### THINGS TO DO
1. Please take the passage of the trade aid commentary that opens with the words containing "Many in agriculture" and closes with "those future losses?", and write it out again with "relationships" substituted by "partnerships".
2. According to the trade aid commentary, how long ago did the American Soybean Association open its first trade office in Beijing?
3. Continue the trade aid commentary, starting right after its last sentence.

No one wins in a trade war, even when you try to fix it with a bandage. So, the $12-billion trade compensation package falls short of helping farmers at a time when they need markets and higher commodity prices after five years of a depressed farm economy.

This trade aid package mocks the notion — one we support strongly — that U.S. farmers, foreign consumers and the world in general are better off when government gets out of the way.

Many in agriculture have labored for decades to develop and expand international markets for their products. It has taken millions of dollars and countless hours to build relationships that have led to U.S. sales.

The American Soybean Association opened its first trade office in Beijing more than 35 years ago. The ASA worked to build China into its top customer and has maintained that market by being a reliable supplier. The trade war has dismantled those years of work in just a few weeks. What dollar amount can be put on those future losses?

Trade wars have long tails, to which many who came through the Carter Grain Embargo can attest. That led to Russia and the Black Sea region becoming the top wheat export region in the world, taking market share from the U.S.

### GIVEN DATA
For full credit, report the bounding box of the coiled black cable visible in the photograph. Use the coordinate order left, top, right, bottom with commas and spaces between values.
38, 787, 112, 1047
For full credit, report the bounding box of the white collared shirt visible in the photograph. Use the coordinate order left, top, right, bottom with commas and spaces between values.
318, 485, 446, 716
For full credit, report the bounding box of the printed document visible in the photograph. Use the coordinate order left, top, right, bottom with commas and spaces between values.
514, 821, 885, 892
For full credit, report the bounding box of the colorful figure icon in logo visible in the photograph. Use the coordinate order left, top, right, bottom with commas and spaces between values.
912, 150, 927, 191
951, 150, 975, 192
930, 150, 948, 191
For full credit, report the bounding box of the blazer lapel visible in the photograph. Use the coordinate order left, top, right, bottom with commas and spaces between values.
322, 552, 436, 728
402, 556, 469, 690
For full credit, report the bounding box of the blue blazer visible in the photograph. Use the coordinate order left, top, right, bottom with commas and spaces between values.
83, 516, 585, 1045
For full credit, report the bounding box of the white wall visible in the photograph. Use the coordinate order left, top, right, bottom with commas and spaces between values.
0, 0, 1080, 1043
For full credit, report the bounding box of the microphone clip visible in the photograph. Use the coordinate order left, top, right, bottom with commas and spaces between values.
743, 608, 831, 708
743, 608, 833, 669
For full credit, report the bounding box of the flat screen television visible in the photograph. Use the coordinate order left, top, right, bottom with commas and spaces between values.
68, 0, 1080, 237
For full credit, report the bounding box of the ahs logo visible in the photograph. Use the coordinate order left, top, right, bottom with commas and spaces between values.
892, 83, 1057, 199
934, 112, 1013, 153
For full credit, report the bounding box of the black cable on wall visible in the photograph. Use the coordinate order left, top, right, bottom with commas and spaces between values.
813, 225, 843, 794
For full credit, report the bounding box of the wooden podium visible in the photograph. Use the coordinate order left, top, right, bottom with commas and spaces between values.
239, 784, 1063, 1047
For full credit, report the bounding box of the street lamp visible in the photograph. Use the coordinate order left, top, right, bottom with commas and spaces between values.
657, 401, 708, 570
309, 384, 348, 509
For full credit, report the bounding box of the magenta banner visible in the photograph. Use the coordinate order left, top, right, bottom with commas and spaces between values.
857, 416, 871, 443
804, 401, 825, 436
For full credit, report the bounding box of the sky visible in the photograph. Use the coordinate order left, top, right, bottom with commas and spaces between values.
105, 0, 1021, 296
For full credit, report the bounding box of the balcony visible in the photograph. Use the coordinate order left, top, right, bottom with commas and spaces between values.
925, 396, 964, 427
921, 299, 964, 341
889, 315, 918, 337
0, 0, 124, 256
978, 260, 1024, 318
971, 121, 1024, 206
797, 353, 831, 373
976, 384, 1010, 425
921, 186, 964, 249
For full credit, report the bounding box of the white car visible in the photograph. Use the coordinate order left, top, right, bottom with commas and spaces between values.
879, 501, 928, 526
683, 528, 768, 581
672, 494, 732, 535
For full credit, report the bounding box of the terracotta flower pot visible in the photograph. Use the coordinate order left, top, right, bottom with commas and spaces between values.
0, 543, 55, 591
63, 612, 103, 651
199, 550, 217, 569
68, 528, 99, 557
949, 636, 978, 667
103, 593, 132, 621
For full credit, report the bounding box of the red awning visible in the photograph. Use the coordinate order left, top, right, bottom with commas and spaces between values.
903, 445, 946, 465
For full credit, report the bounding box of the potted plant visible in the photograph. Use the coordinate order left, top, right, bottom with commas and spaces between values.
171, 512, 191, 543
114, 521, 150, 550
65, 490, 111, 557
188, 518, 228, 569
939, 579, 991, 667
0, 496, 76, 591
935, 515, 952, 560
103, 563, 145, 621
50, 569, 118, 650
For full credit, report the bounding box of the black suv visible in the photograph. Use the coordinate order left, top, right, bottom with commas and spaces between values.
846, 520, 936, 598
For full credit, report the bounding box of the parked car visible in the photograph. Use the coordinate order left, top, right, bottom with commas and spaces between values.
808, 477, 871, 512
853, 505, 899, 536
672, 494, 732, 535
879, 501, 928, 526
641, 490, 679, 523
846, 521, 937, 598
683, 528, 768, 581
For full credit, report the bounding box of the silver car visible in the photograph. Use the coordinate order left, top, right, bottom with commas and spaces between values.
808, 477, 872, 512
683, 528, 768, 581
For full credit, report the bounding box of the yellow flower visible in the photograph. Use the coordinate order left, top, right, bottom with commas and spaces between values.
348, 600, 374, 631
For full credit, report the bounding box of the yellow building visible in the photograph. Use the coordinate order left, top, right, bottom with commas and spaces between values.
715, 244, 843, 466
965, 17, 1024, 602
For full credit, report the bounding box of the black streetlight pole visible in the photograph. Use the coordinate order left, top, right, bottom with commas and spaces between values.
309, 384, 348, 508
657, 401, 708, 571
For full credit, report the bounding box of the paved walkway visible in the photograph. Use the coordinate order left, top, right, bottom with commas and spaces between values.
---
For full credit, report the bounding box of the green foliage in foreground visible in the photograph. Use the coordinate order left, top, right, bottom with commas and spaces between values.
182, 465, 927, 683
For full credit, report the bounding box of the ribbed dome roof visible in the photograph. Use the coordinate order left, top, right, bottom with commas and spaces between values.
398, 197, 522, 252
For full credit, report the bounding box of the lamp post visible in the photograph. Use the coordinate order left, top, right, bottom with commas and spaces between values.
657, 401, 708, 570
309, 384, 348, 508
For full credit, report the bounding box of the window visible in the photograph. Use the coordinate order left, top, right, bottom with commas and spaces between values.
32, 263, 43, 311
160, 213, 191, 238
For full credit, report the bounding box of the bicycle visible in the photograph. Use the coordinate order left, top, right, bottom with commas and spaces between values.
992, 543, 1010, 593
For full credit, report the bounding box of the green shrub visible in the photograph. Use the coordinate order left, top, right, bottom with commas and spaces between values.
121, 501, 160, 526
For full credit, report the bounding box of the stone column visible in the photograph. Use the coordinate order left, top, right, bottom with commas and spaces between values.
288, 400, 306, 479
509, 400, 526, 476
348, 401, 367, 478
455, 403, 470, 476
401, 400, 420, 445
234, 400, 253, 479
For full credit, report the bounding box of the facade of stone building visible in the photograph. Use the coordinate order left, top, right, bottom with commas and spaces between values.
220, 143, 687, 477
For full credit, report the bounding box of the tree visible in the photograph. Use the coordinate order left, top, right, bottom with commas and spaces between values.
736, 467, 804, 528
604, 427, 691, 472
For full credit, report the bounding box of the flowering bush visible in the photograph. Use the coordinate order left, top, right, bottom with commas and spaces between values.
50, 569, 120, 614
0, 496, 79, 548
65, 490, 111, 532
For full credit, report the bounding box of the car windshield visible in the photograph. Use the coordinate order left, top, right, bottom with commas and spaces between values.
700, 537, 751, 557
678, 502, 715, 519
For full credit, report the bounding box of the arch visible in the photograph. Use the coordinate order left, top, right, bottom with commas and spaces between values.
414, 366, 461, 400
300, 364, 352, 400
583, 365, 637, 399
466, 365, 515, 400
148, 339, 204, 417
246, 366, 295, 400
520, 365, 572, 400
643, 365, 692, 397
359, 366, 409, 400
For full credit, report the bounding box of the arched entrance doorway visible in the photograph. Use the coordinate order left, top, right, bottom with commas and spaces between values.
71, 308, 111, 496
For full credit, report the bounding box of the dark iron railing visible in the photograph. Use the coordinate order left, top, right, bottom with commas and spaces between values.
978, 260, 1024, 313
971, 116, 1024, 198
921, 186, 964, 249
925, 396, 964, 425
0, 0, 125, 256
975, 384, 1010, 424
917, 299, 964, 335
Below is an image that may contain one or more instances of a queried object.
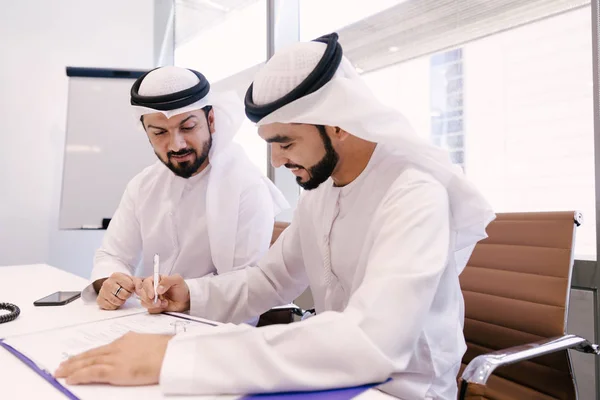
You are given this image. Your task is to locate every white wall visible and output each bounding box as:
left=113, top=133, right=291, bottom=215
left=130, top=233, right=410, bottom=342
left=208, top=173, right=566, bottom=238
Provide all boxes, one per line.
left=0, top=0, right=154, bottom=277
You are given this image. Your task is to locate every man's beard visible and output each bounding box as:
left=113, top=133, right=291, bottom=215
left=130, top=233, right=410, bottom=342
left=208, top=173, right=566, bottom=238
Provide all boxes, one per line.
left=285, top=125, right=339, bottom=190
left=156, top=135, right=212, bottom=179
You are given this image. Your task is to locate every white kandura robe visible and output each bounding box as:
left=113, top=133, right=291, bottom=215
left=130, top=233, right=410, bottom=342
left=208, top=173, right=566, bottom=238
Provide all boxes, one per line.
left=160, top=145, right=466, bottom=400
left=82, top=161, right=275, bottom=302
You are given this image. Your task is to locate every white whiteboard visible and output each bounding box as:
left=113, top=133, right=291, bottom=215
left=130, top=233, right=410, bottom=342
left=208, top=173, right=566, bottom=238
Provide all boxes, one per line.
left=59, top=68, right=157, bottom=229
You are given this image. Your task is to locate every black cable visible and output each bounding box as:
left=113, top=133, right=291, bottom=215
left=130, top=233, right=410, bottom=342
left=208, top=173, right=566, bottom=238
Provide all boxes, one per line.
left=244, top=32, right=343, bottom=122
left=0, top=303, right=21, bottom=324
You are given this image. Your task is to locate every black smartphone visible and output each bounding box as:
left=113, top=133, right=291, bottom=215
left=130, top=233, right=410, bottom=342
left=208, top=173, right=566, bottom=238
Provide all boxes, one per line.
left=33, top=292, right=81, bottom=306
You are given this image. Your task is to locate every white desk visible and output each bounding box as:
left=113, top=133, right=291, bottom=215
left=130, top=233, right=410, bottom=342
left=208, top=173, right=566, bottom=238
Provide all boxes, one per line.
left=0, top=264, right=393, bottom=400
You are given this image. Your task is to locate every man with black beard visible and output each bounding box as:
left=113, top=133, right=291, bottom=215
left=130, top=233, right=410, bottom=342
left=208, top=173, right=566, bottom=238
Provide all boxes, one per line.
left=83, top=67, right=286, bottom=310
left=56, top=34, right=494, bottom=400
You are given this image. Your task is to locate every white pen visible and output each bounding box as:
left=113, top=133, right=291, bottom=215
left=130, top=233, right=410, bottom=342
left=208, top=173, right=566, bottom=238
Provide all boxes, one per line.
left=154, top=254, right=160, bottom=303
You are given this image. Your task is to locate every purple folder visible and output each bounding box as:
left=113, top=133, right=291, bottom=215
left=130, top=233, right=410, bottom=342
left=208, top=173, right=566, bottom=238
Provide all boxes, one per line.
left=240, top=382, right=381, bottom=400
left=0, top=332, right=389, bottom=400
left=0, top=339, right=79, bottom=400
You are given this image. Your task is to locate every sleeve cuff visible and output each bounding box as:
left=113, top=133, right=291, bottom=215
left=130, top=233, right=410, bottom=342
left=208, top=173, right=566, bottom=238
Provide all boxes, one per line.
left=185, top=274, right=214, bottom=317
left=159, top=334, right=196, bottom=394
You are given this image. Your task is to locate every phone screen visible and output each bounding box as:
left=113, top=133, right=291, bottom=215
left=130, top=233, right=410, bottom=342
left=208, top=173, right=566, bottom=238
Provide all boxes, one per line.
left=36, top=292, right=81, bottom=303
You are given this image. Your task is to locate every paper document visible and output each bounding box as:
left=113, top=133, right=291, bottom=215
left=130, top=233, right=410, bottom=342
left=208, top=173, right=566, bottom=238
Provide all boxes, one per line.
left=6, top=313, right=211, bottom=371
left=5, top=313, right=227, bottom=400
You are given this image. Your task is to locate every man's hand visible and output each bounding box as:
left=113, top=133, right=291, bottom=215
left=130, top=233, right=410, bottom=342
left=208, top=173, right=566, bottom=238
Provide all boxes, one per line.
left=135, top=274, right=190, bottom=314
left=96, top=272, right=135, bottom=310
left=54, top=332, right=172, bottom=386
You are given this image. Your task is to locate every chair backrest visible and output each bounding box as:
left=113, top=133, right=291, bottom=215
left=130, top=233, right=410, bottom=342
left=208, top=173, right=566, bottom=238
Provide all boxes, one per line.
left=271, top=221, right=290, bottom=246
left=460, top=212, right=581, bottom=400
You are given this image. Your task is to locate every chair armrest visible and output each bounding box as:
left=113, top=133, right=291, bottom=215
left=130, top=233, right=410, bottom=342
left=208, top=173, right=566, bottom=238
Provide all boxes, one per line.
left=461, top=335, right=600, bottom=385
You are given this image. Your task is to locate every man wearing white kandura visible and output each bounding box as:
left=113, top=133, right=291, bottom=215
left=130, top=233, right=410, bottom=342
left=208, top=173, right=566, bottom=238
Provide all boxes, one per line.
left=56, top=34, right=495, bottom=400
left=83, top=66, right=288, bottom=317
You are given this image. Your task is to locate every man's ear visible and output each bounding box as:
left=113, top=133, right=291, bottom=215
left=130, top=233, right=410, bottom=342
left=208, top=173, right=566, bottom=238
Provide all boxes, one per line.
* * *
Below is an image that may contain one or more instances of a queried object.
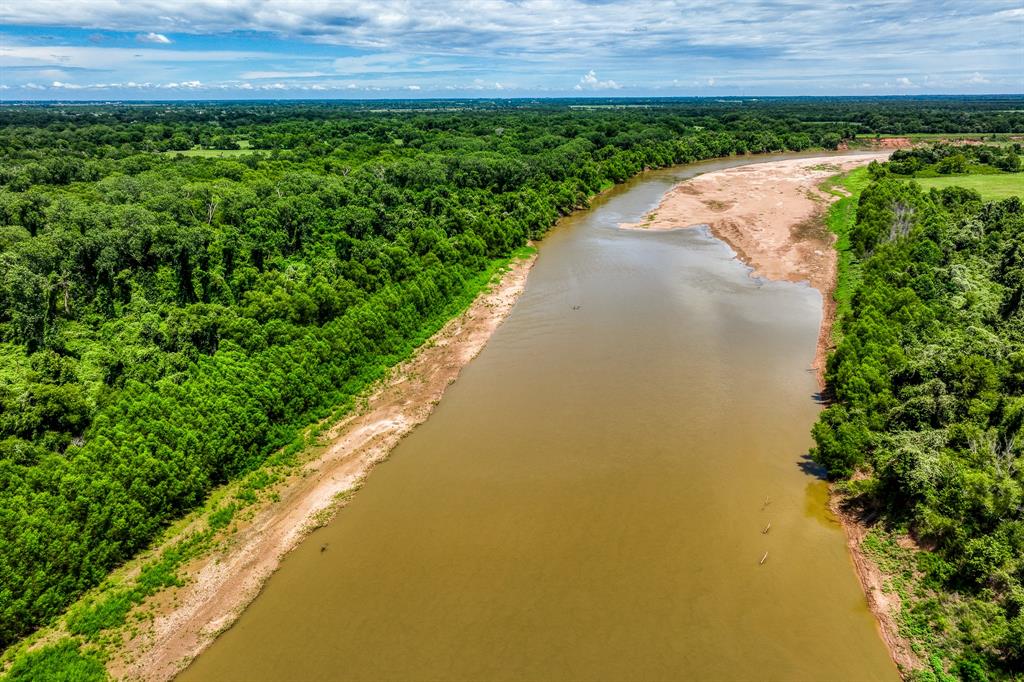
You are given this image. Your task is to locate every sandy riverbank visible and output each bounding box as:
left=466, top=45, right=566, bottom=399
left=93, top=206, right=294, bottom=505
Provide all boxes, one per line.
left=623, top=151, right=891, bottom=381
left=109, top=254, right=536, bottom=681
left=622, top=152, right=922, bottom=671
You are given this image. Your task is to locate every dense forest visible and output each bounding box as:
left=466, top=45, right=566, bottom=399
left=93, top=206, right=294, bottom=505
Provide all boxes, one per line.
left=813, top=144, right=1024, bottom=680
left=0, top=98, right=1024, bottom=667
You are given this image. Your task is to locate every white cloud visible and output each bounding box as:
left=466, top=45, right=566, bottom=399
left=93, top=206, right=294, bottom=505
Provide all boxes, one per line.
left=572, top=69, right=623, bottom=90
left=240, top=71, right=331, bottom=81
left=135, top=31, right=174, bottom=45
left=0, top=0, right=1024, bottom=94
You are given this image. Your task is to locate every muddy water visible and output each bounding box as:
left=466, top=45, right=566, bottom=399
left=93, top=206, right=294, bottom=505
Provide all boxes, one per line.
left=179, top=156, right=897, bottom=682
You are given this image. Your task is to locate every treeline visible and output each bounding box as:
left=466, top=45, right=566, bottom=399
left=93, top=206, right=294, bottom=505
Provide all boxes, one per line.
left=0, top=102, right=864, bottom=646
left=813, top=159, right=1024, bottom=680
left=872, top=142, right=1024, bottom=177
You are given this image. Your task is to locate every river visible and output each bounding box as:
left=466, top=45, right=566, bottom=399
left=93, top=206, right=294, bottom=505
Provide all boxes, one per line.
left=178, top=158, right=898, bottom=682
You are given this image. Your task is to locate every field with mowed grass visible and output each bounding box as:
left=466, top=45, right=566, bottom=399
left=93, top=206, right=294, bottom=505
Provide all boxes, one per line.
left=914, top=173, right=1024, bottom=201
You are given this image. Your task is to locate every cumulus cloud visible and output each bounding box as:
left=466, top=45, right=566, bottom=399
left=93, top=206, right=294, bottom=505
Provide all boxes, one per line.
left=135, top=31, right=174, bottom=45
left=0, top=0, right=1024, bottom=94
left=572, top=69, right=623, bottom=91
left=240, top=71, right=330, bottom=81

### EXERCISE RESULTS
1.
Many in agriculture have labored for decades to develop and expand international markets for their products. It has taken millions of dollars and countless hours to build partnerships that have led to U.S. sales.

The American Soybean Association opened its first trade office in Beijing more than 35 years ago. The ASA worked to build China into its top customer and has maintained that market by being a reliable supplier. The trade war has dismantled those years of work in just a few weeks. What dollar amount can be put on those future losses?

2. More than 35 years ago.

3.
The Trump administration is trying to alleviate some of the pain Trump's policies have caused. But a $12 billion bandage for a wound of his making is still a bandage. Now, with congressional elections nearing, Trump wants us to focus on the bandage. Far better, we think, if he would focus on the wound.

Details of the trade aid, intended to make up for market losses, are still sketchy. U.S. Agriculture Secretary Sonny Perdue announced the program would include direct payments, government food purchases and additional dollars for trade promotion, with payment calculations released by Labor Day.

Our sources believe the direct payments will be between $7 billion and $8 billion. Those payments will be based on 2018 production and, for soybean farmers, could result in payments of between $1.10 to $1.50 per bushel. However, many farmers have questioned how market losses can be assessed equitably since some farmers sold crop ahead while others didn't. They also are questioning if these payments will be adequate if the soybean market continues to stay depressed.

Soybean farmers aren't the only ones hurt by the trade war. It has impacted the dairy, cotton, corn, wheat, sorghum and pork sectors. Iowa State University research has indicated U.S. pork producers lost $18 per head on market hogs from the time the tariffs were first discussed in March through May. This includes tariffs imposed by Mexico, now at 20 percent on U.S. pork, and 62 percent tariffs from Canada.

The largest and most economically viable farmers will suffer with the rest, but they'll be there after some of their smaller, younger farmers fall away. One Minnesota dairy farmer privately tells us he's losing $30,000 a month but will probably survive to pick up the pieces after smaller farmers have fallen.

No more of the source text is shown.